— Begin —

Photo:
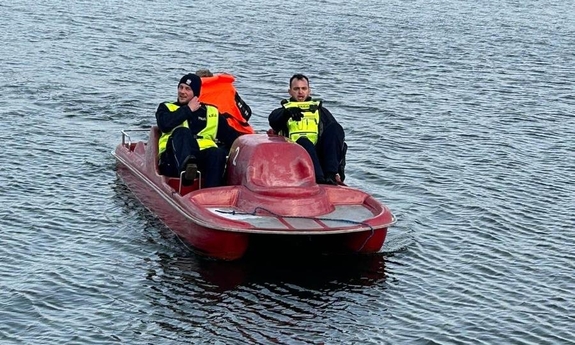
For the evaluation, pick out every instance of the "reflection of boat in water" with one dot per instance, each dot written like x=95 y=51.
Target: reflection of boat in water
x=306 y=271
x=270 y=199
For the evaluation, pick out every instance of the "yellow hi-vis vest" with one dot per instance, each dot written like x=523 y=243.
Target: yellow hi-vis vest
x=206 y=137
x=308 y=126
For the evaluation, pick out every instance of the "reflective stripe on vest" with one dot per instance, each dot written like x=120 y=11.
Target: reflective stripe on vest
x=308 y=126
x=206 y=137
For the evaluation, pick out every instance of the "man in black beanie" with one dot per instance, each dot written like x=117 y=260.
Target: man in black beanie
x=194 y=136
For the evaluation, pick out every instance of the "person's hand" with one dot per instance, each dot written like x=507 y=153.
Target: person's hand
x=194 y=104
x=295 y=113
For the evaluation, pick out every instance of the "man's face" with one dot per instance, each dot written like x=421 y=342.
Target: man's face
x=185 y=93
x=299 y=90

— End —
— Begin —

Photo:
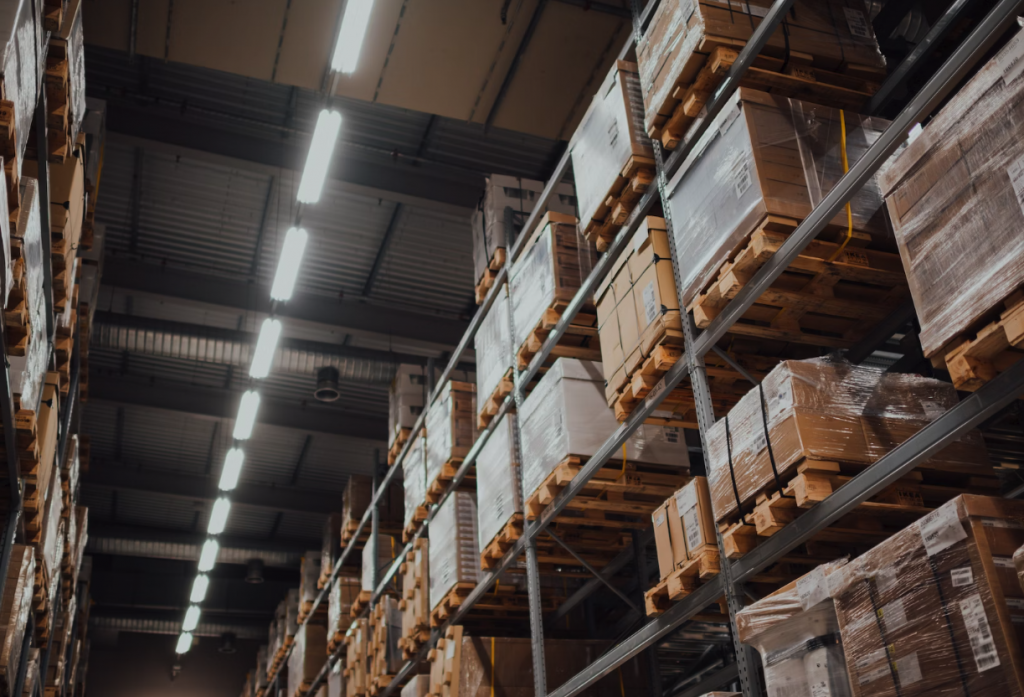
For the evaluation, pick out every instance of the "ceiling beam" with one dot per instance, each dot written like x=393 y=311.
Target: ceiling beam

— End —
— Begin —

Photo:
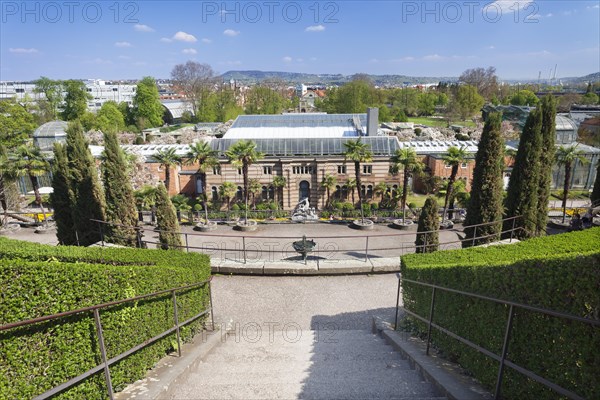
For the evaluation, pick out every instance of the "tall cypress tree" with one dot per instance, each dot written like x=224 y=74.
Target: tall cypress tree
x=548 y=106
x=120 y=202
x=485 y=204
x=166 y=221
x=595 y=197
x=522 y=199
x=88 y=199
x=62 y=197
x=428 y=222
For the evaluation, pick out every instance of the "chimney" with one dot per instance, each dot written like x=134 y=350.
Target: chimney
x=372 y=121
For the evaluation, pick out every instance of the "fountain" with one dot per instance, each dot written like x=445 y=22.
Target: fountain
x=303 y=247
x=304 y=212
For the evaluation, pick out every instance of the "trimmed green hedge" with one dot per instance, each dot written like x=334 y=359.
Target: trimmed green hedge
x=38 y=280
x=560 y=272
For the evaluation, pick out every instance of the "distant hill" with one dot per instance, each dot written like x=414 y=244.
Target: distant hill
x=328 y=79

— End —

Your task:
Render the material from the line with "like x=523 y=243." to the line with "x=194 y=136" as a two-column CSV with the columns text and answer, one row per text and its answer. Wrap each field in quotation marks and turn its line breaks into spaces.

The solution:
text,answer
"For the evaluation, pick out every instance of the ""yellow hi-vis vest"" with one dot per instance, each dot written like x=523 y=243. Target: yellow hi-vis vest","x=206 y=137 x=308 y=126"
"For the evaluation, pick out every instance of the ""reflective stripe on vest"" with one dot per instance, each dot written like x=120 y=11. Target: reflective stripe on vest","x=308 y=126 x=206 y=137"
"For the evaluation, pick out every instance of the ""man in black beanie"" with one dot per instance, each dot written like x=117 y=260. Target: man in black beanie","x=194 y=136"